Reproduce verbatim the stretch of the items below from the line containing "Could you please locate the dog's ear" through the line containing "left=251, top=76, right=400, bottom=96", including both of those lines.

[Some records]
▬▬▬

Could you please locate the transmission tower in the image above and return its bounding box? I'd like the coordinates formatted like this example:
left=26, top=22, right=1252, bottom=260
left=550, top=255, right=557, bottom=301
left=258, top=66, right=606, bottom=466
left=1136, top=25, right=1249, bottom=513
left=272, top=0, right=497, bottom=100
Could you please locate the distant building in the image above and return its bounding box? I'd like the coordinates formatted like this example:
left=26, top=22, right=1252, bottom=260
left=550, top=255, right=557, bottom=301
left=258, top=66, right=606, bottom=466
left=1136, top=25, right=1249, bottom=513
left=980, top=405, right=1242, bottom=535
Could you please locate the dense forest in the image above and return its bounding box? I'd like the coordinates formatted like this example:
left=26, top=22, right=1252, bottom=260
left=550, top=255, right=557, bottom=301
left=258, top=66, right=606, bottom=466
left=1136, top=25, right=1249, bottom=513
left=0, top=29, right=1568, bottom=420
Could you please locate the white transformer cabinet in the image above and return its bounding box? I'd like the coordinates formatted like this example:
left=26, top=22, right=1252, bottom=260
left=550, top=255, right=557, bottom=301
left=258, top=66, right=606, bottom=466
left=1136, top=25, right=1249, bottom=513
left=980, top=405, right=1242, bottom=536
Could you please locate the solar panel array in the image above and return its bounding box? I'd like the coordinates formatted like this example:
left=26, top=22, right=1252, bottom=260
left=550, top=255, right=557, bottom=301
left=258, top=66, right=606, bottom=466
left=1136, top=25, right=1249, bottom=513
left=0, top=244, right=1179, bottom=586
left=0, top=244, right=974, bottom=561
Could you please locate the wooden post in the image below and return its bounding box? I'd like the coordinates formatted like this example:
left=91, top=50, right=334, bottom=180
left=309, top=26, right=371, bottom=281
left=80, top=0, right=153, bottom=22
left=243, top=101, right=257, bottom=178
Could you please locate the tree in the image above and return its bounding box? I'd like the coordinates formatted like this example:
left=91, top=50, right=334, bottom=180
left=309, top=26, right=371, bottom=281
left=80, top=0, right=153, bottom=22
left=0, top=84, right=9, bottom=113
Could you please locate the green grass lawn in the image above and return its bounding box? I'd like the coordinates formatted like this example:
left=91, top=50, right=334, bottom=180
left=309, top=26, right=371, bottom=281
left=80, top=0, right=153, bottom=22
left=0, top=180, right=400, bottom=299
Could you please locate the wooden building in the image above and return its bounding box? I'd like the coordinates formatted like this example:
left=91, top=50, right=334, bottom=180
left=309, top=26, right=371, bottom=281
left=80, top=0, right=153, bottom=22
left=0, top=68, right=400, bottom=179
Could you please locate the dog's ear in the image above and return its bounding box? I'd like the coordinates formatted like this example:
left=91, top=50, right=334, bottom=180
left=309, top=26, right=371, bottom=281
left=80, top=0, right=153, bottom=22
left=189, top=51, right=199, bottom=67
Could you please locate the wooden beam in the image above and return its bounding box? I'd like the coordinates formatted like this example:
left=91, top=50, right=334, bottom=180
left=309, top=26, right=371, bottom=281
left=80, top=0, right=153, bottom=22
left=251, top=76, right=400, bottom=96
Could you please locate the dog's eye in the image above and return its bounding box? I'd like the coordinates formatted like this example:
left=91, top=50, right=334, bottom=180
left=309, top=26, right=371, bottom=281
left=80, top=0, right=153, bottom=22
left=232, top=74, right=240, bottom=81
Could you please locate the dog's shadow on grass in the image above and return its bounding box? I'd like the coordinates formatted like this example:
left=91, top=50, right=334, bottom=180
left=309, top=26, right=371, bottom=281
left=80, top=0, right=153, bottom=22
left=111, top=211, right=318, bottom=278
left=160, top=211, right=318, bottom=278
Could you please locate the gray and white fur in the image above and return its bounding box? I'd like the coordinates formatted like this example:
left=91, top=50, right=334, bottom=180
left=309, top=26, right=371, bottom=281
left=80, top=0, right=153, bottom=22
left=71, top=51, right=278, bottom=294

▬▬▬

Answer to this exercise:
Could you please locate the dog's ear in the image above and return its bounding box? I'd like the coordinates formatted like this example:
left=91, top=50, right=334, bottom=180
left=309, top=26, right=371, bottom=281
left=80, top=0, right=153, bottom=22
left=189, top=51, right=199, bottom=67
Could you please locate the wooden beam in the image above and return its bounding box? I'd like the coordinates formatted like this example:
left=91, top=50, right=334, bottom=180
left=309, top=26, right=371, bottom=281
left=80, top=0, right=153, bottom=22
left=251, top=76, right=400, bottom=96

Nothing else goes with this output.